BEGIN DATA UNDER STUDY

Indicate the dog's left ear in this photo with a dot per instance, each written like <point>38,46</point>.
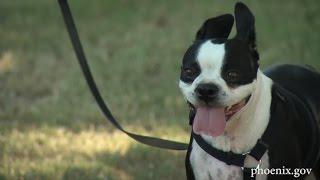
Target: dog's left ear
<point>245,26</point>
<point>217,27</point>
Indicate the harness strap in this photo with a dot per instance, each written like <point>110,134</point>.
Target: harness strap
<point>231,158</point>
<point>151,141</point>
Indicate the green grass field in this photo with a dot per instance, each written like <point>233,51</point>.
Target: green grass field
<point>50,126</point>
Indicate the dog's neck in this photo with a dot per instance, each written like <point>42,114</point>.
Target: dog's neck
<point>248,125</point>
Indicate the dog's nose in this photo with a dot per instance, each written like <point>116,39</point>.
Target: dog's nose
<point>207,91</point>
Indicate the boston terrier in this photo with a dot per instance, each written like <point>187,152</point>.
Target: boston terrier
<point>243,118</point>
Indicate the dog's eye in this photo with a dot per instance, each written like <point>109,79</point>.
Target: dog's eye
<point>188,71</point>
<point>232,76</point>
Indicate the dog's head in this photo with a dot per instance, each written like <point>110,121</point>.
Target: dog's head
<point>217,73</point>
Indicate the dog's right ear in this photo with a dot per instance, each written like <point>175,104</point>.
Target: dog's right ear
<point>217,27</point>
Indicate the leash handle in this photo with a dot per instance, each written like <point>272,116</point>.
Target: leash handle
<point>76,43</point>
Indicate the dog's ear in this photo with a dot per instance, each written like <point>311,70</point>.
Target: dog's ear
<point>245,27</point>
<point>245,24</point>
<point>217,27</point>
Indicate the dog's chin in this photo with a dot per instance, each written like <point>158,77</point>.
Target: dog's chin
<point>211,118</point>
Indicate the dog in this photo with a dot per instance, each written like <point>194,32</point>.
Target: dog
<point>235,105</point>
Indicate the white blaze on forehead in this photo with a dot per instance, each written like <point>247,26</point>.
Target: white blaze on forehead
<point>210,57</point>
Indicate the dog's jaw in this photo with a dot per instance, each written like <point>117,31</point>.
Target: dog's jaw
<point>246,126</point>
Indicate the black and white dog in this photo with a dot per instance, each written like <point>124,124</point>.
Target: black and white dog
<point>234,105</point>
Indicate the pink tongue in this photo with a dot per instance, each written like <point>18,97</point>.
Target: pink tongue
<point>209,121</point>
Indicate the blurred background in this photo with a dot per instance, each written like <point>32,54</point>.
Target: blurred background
<point>50,126</point>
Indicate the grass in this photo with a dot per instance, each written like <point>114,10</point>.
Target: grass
<point>50,126</point>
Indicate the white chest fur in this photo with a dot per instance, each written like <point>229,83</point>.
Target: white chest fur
<point>206,167</point>
<point>241,134</point>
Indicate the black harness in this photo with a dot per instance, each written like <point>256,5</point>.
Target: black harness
<point>229,158</point>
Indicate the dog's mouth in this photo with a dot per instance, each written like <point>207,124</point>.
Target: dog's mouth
<point>212,120</point>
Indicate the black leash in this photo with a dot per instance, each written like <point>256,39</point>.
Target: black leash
<point>151,141</point>
<point>231,158</point>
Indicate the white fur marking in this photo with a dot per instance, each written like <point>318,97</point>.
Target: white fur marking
<point>241,134</point>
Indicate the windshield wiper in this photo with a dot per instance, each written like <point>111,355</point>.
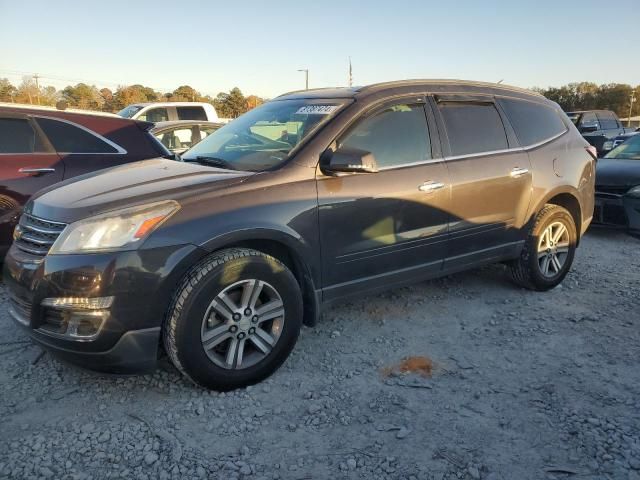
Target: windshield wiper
<point>212,161</point>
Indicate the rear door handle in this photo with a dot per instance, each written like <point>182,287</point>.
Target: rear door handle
<point>36,171</point>
<point>430,186</point>
<point>518,172</point>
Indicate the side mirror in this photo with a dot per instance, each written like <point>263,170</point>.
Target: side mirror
<point>347,160</point>
<point>588,128</point>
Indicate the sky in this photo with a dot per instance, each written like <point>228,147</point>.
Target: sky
<point>258,46</point>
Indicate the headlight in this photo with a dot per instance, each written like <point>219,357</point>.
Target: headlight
<point>634,192</point>
<point>118,230</point>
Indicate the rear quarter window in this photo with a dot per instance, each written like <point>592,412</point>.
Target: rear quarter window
<point>473,127</point>
<point>68,138</point>
<point>532,122</point>
<point>16,136</point>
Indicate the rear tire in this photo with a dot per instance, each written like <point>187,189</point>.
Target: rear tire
<point>233,320</point>
<point>548,252</point>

END DATA UNDER STUDY

#### WHAT YOU ARE ASKED TO DO
Verbatim copy, images excluded: transcribe all the entries above.

#### OUTPUT FOR THIS EXERCISE
Indicate the dog's left ear in this photo with a dot per instance, each written like <point>38,46</point>.
Target: dog's left ear
<point>245,26</point>
<point>217,27</point>
Indicate the harness strap in this photo with a dot per instance, each written like <point>110,134</point>.
Target: harness strap
<point>231,158</point>
<point>151,141</point>
Indicate the green grass field in this photo with a dot per instance, each written like <point>233,51</point>.
Target: green grass field
<point>50,126</point>
Indicate the dog's neck in this photo with a dot per instance, each written like <point>42,114</point>.
Target: dog's neck
<point>248,125</point>
Indicate the dog's nose in this photo with a dot per instance, each written like <point>116,39</point>.
Target: dog's nose
<point>207,91</point>
Indicate the boston terrier in this photo with a dot per instance, each written like <point>187,152</point>.
Target: boston terrier
<point>243,118</point>
Indicate the dog's eye in this photo with a dot per instance, each written like <point>109,79</point>.
Target: dog's eye
<point>188,71</point>
<point>232,76</point>
Indicate the dog's head in this photo with a dot per instance, each written like <point>110,121</point>.
Target: dog's head
<point>217,73</point>
Indicate the dog's right ear in this photo with a dot per instance, each written like <point>175,104</point>.
Target: dog's right ear
<point>217,27</point>
Indicate the leash handle in this photo with a dot per instance, each written like <point>272,116</point>.
Target: leash handle
<point>76,43</point>
Indicate the dog's ear in this photo with a dot per instance, each written like <point>311,70</point>.
Target: dog's ear
<point>245,27</point>
<point>245,24</point>
<point>217,27</point>
Indicate the dog's chin in this photo with a dot per instance, each written like <point>158,77</point>.
Target: dog's chin
<point>211,118</point>
Indicate the dog in this photo with a dot per instance, each written like <point>194,32</point>.
Target: dog
<point>235,105</point>
Indicate the white blaze on forehead in this photo with a dot per instance, each written like <point>247,26</point>.
Target: white blaze on forehead
<point>210,57</point>
Indicate the dog's jaw in this photo with a dot per instance, each written like <point>117,31</point>.
Target: dog's jaw
<point>246,126</point>
Indicate the black and white dog in this photo with a dot per instance, each written like <point>124,124</point>.
Target: black and white dog
<point>234,105</point>
Indicate the pink tongue in this photo with a dot per instance, each written like <point>18,97</point>.
Target: pink tongue
<point>209,121</point>
Indicate the blurred background in this photo with a dot per instance, each written like <point>32,54</point>.
Target: blurred background
<point>50,126</point>
Indicate the grass in this photo with a dot per instance, each written like <point>114,10</point>.
Target: grass
<point>50,126</point>
Indicate the white chest fur in this photo with a dot per instance, each written like <point>229,83</point>.
Target: white chest fur
<point>206,167</point>
<point>241,134</point>
Indicate the black harness in this photo with a dot per instance, each written like <point>256,5</point>.
Target: black harness
<point>229,158</point>
Indicate the dog's mouth in this photo with a dot per instance, each written like <point>207,124</point>.
Target: dog's mouth
<point>212,120</point>
Indicate the black leash in this photo with a dot per instance, each written like <point>256,39</point>.
Target: black leash
<point>151,141</point>
<point>231,158</point>
Indicate the white fur marking in this photo with a dot per instance, each written like <point>318,97</point>.
Target: white fur marking
<point>241,134</point>
Indicate the windshield wiper in this photo with a dot per instance, each written like <point>111,355</point>.
Target: windshield wiper
<point>212,161</point>
Indicate the rear door handle in this photo with a dot per instance, each written like <point>182,287</point>.
Target: rear door handle
<point>36,171</point>
<point>430,186</point>
<point>518,172</point>
Indicate the side mirror in this photo with a dot per instance, each written like <point>263,170</point>.
Target: side mirror
<point>347,160</point>
<point>588,128</point>
Indicate the sky in this photo with a dot per instance, each written like <point>228,147</point>.
Target: sky
<point>258,46</point>
Indicate the headlight in this photo with a dot per instance, each written like <point>219,357</point>.
Target: headlight
<point>634,192</point>
<point>118,230</point>
Indicate the rear quarter window in this photo with a dot per instance, each written like <point>592,412</point>.
Target: rear quarter window
<point>473,127</point>
<point>68,138</point>
<point>532,122</point>
<point>16,136</point>
Indicate the rear tire in this photo with a dot per instance, each written like <point>187,189</point>.
Target: rear tire
<point>233,320</point>
<point>548,252</point>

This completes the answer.